• SOURCE EXTRACT:
/---
Unlearning Racism Newsletter – Week 13: Accomplices Rather Than Allies

WEEK 13 – AUGUST 28, 2020

Hi friends,

This email is delayed for a few reasons: (1) there was another viral video of a brutal act of police violence toward a Black man (Jacob Blake) and we just needed to take a breath, feel the collective grief of our Black friends and neighbors as they navigate another traumatic experience, and kind of host a moment of silence in your inboxes to the degree that we can. And (2) We are taking it easy this week as we contemplate what this community is going to look like long-term. We won’t be hosting a dialogue this Sunday or next (Labor Day) but do have some great ideas in store so thank you for your patience with us – we can’t wait to touch base in real-time soon.

The start of the school year gives us a great opportunity to sort of “lesson plan” for our role in your inboxes, our zoom chat rooms, and in our personal roles for the rest of 2020 and into 2021. We think we have some framework laid out (we’ll start with history lessons and deep dives into the structure of modern systems that perpetuate oppression this coming Monday) but we are ALWAYS open to feedback and ideas from all of you! Please don’t hesitate to reply to this email and give us your thoughts (and thank you to all of you that have and continue to!).

Also, we keep forgetting to plug this but: here’s our website of past newsletters, here’s an anonymous question bank for anyone who wants to keep their questions private, and here’s the link to sign up to receive these newsletters if someone has forwarded them to you. 

This week, in light of the third month of uprisings, the RNC’s absolute vitriol, and calls for a general strike, we’re answering a question we should have answered earlier: why do we say we want to be accomplices to communities of color, rather than allies?


A few years ago, I (Emily) was sitting at a panel of speakers who had protested in Ferguson. It was powerful for a lot of reasons (the Ferguson protests lasted for months and feel like this generation’s first major demonstrations, off of which we’re basing a lot of our current tactics). I remember a well-meaning white person asking how to be a better ally and Johnetta Elzie, a St. Louis native and lead organizer in Ferguson, gently but firmly stating something like this:

I don’t want white allies in this fight. I don’t want white people showing up to protests, taking up space with questions and just trying to figure out their own feelings in that space. What I want is people who are there on purpose. What I want is accomplices. I want people who are coming and leaning into risks, standing on the front lines with conviction, going home and doing the same. I want white accomplices and I want white co-conspirators, who are actively resisting white supremacy everywhere. I don’t mean to hurt your feelings but we don’t need allies, we need accomplices who can put themselves on the line for us. When you show up, show up ready to sacrifice for us.
\---
• Data excerpts:
/---
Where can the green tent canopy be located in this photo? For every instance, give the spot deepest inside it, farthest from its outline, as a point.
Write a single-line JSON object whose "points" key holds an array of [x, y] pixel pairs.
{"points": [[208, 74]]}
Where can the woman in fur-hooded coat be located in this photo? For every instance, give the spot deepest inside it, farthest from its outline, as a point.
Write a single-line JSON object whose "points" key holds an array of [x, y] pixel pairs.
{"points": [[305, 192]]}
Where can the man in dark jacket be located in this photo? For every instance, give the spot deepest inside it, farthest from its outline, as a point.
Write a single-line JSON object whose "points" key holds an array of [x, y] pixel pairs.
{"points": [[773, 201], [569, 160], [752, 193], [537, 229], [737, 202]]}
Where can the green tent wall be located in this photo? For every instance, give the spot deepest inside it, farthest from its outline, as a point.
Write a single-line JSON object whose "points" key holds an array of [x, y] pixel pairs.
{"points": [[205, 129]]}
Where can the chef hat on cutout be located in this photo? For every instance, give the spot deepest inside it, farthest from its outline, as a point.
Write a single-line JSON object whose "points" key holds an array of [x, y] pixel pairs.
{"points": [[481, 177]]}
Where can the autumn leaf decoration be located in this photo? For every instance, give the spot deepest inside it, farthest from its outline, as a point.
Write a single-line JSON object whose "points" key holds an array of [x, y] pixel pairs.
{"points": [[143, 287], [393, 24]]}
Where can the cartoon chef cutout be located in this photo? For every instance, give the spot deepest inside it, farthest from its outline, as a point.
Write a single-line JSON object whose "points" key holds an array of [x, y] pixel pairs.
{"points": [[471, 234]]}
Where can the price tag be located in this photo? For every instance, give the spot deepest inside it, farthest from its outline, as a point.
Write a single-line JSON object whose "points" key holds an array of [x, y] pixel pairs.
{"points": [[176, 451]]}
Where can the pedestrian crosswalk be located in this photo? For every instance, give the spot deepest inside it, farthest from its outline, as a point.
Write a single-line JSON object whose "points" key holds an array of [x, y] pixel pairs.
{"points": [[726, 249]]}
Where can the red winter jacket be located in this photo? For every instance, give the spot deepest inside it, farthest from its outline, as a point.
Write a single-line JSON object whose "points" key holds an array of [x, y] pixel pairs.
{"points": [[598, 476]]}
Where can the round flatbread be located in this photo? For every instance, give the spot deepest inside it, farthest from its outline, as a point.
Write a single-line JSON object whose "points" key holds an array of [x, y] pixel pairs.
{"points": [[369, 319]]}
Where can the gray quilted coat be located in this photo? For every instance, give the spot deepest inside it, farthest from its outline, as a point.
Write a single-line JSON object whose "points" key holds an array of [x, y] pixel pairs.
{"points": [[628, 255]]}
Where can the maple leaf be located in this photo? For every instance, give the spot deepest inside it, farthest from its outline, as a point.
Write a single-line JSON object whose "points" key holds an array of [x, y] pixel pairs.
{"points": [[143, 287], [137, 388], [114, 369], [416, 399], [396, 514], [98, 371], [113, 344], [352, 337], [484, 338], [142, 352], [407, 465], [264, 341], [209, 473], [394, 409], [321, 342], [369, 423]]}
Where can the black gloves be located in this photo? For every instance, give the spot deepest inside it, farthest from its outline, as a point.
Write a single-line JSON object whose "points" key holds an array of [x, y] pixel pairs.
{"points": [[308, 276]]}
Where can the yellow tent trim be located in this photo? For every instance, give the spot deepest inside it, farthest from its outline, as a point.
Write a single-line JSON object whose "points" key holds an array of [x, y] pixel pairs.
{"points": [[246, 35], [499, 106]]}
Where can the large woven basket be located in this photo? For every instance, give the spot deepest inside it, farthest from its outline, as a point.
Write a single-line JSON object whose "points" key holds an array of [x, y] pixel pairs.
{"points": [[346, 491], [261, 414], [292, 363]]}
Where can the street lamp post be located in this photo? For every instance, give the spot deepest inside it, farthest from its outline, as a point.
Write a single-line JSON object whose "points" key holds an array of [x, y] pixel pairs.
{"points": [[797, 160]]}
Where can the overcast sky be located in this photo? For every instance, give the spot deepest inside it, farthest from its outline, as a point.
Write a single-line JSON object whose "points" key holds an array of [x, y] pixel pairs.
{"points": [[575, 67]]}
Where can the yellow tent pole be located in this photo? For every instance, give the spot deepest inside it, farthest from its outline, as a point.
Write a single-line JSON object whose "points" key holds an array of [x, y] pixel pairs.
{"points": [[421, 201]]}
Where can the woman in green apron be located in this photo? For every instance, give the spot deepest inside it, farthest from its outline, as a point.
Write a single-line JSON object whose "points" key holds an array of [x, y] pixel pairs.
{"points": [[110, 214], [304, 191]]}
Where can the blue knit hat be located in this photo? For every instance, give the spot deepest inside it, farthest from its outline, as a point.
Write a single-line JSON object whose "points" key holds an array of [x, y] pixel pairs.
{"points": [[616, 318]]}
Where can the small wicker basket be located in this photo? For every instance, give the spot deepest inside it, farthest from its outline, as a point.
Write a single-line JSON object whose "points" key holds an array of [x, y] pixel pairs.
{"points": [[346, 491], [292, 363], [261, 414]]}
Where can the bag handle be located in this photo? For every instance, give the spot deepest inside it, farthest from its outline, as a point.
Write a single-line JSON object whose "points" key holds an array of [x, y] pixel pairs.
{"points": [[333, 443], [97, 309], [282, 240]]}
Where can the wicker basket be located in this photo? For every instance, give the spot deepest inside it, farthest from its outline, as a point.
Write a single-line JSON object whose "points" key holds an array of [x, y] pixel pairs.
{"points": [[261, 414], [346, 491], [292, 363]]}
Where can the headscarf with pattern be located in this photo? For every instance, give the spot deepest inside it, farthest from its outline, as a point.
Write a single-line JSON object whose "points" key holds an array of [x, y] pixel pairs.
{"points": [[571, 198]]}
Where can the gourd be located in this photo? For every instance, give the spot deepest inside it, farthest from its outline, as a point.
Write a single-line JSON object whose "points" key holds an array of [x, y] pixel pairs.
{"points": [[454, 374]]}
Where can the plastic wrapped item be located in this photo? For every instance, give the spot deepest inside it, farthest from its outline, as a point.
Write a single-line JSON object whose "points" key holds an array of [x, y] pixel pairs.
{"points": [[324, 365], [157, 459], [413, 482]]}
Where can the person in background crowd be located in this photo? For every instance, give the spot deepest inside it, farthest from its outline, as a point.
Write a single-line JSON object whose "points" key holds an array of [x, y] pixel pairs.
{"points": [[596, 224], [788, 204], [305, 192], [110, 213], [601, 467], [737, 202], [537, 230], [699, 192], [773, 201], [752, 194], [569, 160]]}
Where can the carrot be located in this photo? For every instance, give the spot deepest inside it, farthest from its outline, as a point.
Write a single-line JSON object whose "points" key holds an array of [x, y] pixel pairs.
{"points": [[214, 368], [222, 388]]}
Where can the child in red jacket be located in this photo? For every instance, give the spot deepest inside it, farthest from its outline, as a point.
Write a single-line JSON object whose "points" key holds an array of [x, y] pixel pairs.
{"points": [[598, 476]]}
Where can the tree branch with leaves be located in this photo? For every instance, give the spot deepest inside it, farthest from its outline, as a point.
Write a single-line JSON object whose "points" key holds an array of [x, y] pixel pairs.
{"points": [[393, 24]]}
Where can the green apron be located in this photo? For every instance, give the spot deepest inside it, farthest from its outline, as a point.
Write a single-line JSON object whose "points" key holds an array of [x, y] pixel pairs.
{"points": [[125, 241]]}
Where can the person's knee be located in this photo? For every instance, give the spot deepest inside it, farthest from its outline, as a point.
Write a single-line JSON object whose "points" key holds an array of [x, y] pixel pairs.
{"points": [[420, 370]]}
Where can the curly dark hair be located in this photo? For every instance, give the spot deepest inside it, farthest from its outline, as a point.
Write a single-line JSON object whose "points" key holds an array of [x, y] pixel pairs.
\---
• WORK INSTRUCTIONS: Please rewrite the newsletter passage starting at "The start of" and ending at "and continue to!).", putting "suggestions" in place of "feedback".

• EXERCISE RESPONSE:
The start of the school year gives us a great opportunity to sort of “lesson plan” for our role in your inboxes, our zoom chat rooms, and in our personal roles for the rest of 2020 and into 2021. We think we have some framework laid out (we’ll start with history lessons and deep dives into the structure of modern systems that perpetuate oppression this coming Monday) but we are ALWAYS open to suggestions and ideas from all of you! Please don’t hesitate to reply to this email and give us your thoughts (and thank you to all of you that have and continue to!).